= Source text =
# Climate Physics Chapter 3: Radiation Balance

Planets absorb energy as light from stars and radiate energy out in to space at a rate that increases with temperature, allowing it to keep in balance, at some equilibrium temperature, when the energy gain equals the energy loss.

A sufficiently hot body emits light in the form of blackbody radiation:

$$B(v,T)=\frac{2hv^{3}}{c^{2}}\frac{1}{e^{\frac{hv}{kT}}-1}\\$$

This gives the irradiance, or the energy flux per area per frequency, of the radiation emitted from the body. In this equation, v is the frequency of the emitted radiation, h is Planck’s constant, c is the speed of light, k is Boltzmann’s constant, and T is the temperature of the body.
Integrating this equation over every frequency gives us the total power per unit area:

$$F=\sigma T^{4}\\$$

where $$\sigma\approx 5.67*10^{-8}$$ W/m$${}^{2}$$K$${}^{4}$$ is the Stefan-Boltzmann constant.

We can calculate the temperature of a planet based on a simple accounting of the energy entering and exiting the system.
A planet receives energy from its star. This energy takes the form of black body radiation leaving the photosphere of the star. This means we can write the sun’s emitted energy as $$4\pi r_{s}^{2}\sigma T_{s}^{4}$$, where $$r_{s}$$ and $$T_{s}$$ are the sun’s radius and photospheric temperature. At a distance r from the star, that radiation has spread out over a sphere of surface area $$4\pi r^{2}$$, so a planet at that distance sees a total flux of $$L=\sigma T_{s}^{4}\frac{r_{s}}{r}$$. The planet receives this energy over its cross sectional area. If the planet’s radius is a, this area is $$\pi a^{2}$$, so it receives $$\pi a^{2}L$$ energy per unit time. However, due to the planet’s reflectivity, not all of that energy will be absorbed. The proportion of sunlight reflected by the planet is the planetary albedo, denoted $$\alpha$$. A planet with albedo of 1 would reflect all light, while a planet with $$\alpha=0$$ would absorb all light. Therefore, the rate of energy absorption of a planet with albedo $$\alpha$$ and radius a is $$(1-\alpha)\pi a^{2}L$$.

Saved entries

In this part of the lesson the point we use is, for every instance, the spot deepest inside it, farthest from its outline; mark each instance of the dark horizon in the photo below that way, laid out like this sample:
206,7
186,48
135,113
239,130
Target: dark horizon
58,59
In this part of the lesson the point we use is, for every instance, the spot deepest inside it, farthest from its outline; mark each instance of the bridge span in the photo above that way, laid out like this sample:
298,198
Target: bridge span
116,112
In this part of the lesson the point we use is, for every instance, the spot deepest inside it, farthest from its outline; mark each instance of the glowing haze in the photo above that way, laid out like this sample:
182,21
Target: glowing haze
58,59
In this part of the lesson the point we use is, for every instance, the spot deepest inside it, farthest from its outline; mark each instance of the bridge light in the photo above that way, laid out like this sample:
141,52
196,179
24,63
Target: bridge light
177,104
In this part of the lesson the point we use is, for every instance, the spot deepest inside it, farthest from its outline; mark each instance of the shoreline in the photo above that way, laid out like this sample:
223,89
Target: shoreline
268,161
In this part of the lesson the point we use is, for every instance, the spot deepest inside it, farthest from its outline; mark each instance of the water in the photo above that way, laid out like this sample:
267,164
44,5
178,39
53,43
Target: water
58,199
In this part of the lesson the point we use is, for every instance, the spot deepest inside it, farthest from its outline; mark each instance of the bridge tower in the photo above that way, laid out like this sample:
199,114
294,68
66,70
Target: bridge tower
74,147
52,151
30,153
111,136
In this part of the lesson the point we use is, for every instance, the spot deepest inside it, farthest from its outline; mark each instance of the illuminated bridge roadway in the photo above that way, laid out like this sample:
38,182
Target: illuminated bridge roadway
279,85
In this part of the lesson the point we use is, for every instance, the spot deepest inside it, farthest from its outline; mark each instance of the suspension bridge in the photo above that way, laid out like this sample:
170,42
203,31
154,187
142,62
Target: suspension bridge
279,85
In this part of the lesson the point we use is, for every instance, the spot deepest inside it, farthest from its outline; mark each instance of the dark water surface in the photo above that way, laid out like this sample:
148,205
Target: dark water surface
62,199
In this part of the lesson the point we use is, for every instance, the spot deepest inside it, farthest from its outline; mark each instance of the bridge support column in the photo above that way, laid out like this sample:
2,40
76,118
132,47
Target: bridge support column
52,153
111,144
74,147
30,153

...

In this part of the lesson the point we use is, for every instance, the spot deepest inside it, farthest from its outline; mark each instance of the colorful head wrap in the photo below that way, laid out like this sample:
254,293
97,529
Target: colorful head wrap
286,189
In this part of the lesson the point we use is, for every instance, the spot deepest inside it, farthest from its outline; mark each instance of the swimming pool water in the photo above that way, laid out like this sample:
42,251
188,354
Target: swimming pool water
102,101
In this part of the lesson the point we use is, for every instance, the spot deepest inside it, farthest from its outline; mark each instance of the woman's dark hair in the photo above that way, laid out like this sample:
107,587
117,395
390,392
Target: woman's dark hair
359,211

= Set problem 1 =
From the chapter on radiation balance, quote the passage from "This gives the" up to and including "of the body.".
= Set problem 2 =
Summarize the radiation balance chapter in two sentences.

= Correct output 1 =
This gives the irradiance, or the energy flux per area per frequency, of the radiation emitted from the body. In this equation, v is the frequency of the emitted radiation, h is Planck’s constant, c is the speed of light, k is Boltzmann’s constant, and T is the temperature of the body.

= Correct output 2 =
A planet settles at an equilibrium temperature when the energy it absorbs as starlight equals the energy it radiates to space, and integrating the blackbody radiation formula over every frequency gives a total emitted power per unit area of σT⁴. The planet intercepts the star's radiation over its cross-sectional area, but because its albedo reflects part of that light, it absorbs energy at a rate of (1 − α)πa²L.